Travail demandé:
Recopiez intégralement, sans aucune modification, l'extrait du document consacré à la recherche sur la crise du modèle familial.
━━━━━ Extrait du document ━━━━━
Ce sont toutes ces questions qui définissent en quelque sorte le champ de notre recherche dont nous voyons qu’elles ouvrent maints horizons de réflexion et que nous tenterons, au cours d’une étroite collaboration entre professionnels cliniques et sociaux d’une part, et universitaires et chercheurs d’autre part, de mener a bien. Précisons que la recherche que nous mettons en place par l’intermédiaire de ce texte n’a nullement pour ambition d’appeler à la construction d’un nouveau modèle substitutif de l’ancien modèle familial en crise. Tout à fait à l’opposé de ce genre d’attitude, nous voulons, face au constat de la crise que nous avons évoquée, faire le simple geste de tenter de la penser.

Il s’agit selon nous de bien comprendre en quoi un phénomène culturel, social et historique, est devenu une variante forte intervenant dans notre pratique quotidienne. Nos collègues ont souvent la certitude de ce que le drame qui se joue entre les quatre murs de leur bureau est compréhensible à l’intérieur de ces quatre murs, même s’ils tiennent toujours compte du fait que les personnes qu’ils reçoivent sont des êtres sociaux. Mais quand une variante "extérieure" devient beaucoup trop importante, ne pas la tenir en compte nous prive de la possibilité d’analyse et de compréhension de notre problème. Ainsi, que penser par exemple d’un dermatologue qui, constatant une recrudescence de cancers de la peau, se voit dans l’incapacité de tenir en compte dans son analyse le trou de la couche d’ozone comme une variable importante bien qu’extérieure à sa consultation ?
━━━━━ Informations ━━━━━
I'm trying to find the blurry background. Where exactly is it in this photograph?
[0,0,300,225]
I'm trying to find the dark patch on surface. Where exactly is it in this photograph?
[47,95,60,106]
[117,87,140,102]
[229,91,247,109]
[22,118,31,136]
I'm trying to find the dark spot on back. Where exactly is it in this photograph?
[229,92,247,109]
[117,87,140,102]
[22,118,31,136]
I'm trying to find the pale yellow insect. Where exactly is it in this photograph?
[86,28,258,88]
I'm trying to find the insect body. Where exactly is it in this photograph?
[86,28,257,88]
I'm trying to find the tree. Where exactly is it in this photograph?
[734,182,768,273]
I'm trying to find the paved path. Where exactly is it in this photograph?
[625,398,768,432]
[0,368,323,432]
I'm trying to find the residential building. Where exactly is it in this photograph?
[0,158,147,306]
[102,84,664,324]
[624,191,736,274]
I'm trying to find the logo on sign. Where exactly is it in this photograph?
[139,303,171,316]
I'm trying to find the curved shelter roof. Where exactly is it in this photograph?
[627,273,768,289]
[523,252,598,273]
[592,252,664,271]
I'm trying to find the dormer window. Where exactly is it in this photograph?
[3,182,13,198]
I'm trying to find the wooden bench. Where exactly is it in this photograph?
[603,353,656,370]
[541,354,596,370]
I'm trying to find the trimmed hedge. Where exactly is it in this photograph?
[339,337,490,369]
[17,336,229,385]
━━━━━
━━━━━ Informations ━━━━━
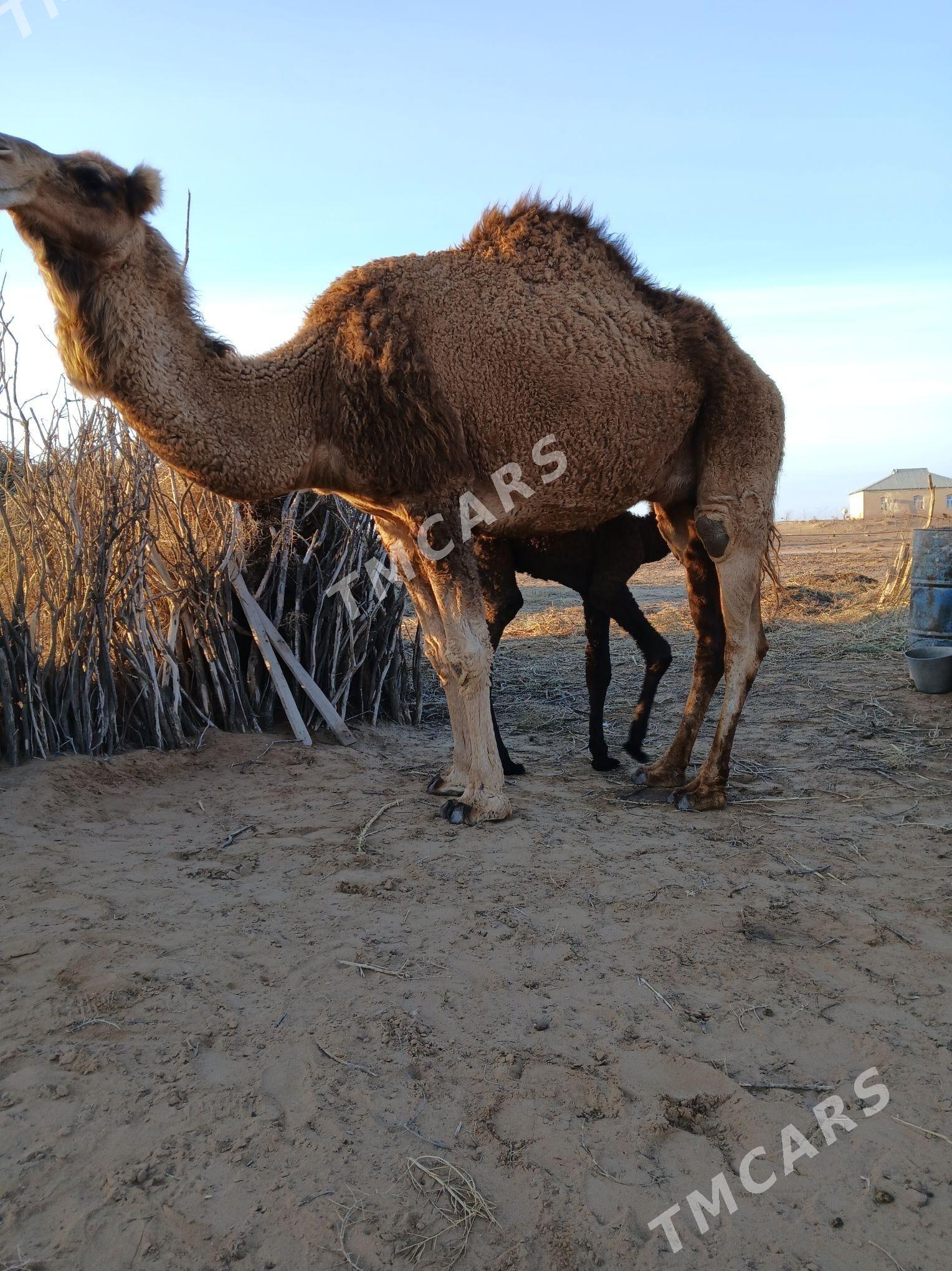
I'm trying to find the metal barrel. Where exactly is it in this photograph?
━━━━━
Résultat obtenu:
Ce sont toutes ces questions qui définissent en quelque sorte le champ de notre recherche dont nous voyons qu’elles ouvrent maints horizons de réflexion et que nous tenterons, au cours d’une étroite collaboration entre professionnels cliniques et sociaux d’une part, et universitaires et chercheurs d’autre part, de mener a bien. Précisons que la recherche que nous mettons en place par l’intermédiaire de ce texte n’a nullement pour ambition d’appeler à la construction d’un nouveau modèle substitutif de l’ancien modèle familial en crise. Tout à fait à l’opposé de ce genre d’attitude, nous voulons, face au constat de la crise que nous avons évoquée, faire le simple geste de tenter de la penser.

Il s’agit selon nous de bien comprendre en quoi un phénomène culturel, social et historique, est devenu une variante forte intervenant dans notre pratique quotidienne. Nos collègues ont souvent la certitude de ce que le drame qui se joue entre les quatre murs de leur bureau est compréhensible à l’intérieur de ces quatre murs, même s’ils tiennent toujours compte du fait que les personnes qu’ils reçoivent sont des êtres sociaux. Mais quand une variante "extérieure" devient beaucoup trop importante, ne pas la tenir en compte nous prive de la possibilité d’analyse et de compréhension de notre problème. Ainsi, que penser par exemple d’un dermatologue qui, constatant une recrudescence de cancers de la peau, se voit dans l’incapacité de tenir en compte dans son analyse le trou de la couche d’ozone comme une variable importante bien qu’extérieure à sa consultation ?